■ Source document
○ ○ ○ ○ ○

Craigs broker Peter McIntyre said Moa's stock had carried a ''positive outlook'', given global growth in the craft beer market, but the 30% downgrade has altered that outlook to ''neutral'', because of rising risks.
''Moa still have the ability to post a profit, but that's dependent on successfully reorganising [New Zealand and Australian] distribution, and containing all other expenses; which aren't known,'' Mr McIntyre said.
Following Moa's downgrade late on Monday, its shares plummeted from $1.18 to stabilise and trade around 85c yesterday.
Mr McIntyre said ''neutral'' was assigned because of Moa's ''significant miss'' on sales compared with forecasts in its initial public offering last November, and the ''lack of visibility'' on problems in the New Zealand distribution chain.

○ ○ ○ ○ ○

■ Available data
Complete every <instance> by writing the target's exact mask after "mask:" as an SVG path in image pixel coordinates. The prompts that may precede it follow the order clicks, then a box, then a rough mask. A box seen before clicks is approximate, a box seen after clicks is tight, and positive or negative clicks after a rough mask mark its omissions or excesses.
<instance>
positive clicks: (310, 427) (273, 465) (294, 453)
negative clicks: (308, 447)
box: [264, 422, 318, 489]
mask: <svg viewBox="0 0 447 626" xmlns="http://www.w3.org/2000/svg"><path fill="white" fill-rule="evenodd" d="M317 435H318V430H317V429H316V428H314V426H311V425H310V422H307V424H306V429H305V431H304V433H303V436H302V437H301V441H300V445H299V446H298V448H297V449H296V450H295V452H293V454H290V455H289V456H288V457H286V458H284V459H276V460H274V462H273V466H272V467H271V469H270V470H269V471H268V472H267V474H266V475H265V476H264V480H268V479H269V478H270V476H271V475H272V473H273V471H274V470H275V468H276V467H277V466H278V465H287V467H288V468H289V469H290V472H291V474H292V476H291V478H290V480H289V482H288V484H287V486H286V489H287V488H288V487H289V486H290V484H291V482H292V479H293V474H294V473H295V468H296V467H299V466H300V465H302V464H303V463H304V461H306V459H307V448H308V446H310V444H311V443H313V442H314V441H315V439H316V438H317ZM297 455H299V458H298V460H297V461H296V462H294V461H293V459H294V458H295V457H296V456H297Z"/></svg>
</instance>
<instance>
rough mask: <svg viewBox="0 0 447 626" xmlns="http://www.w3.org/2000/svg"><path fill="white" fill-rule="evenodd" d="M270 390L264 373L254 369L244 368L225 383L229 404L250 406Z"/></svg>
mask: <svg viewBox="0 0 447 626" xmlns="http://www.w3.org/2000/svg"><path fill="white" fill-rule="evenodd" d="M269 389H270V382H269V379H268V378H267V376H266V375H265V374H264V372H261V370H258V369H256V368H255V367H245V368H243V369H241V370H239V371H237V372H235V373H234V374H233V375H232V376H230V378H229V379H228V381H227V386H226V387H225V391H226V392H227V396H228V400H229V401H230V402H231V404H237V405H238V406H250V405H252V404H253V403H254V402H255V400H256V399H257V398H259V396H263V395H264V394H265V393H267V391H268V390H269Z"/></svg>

○ ○ ○ ○ ○

■ Task to carry out
Please carry on the article on Moa's share downgrade from the point where it stops. The data has no connection to the article on Moa's share downgrade.

■ Response area
''It's good to see Moa's being proactive in making changes... but disappointing changes were needed given the New Zealand distribution was finalised only 12 months ago,'' he said.
Aside from revenue growth declining, Mr McIntyre said changes now would likely see costs increase and Moa's growth trajectory would ''moderate''.
Because of the lower beer volume this year, Mr McIntyre said the planned $6.1 million in new brewery investment was likely to be delayed, until distribution was sorted out and future volume requirements became known.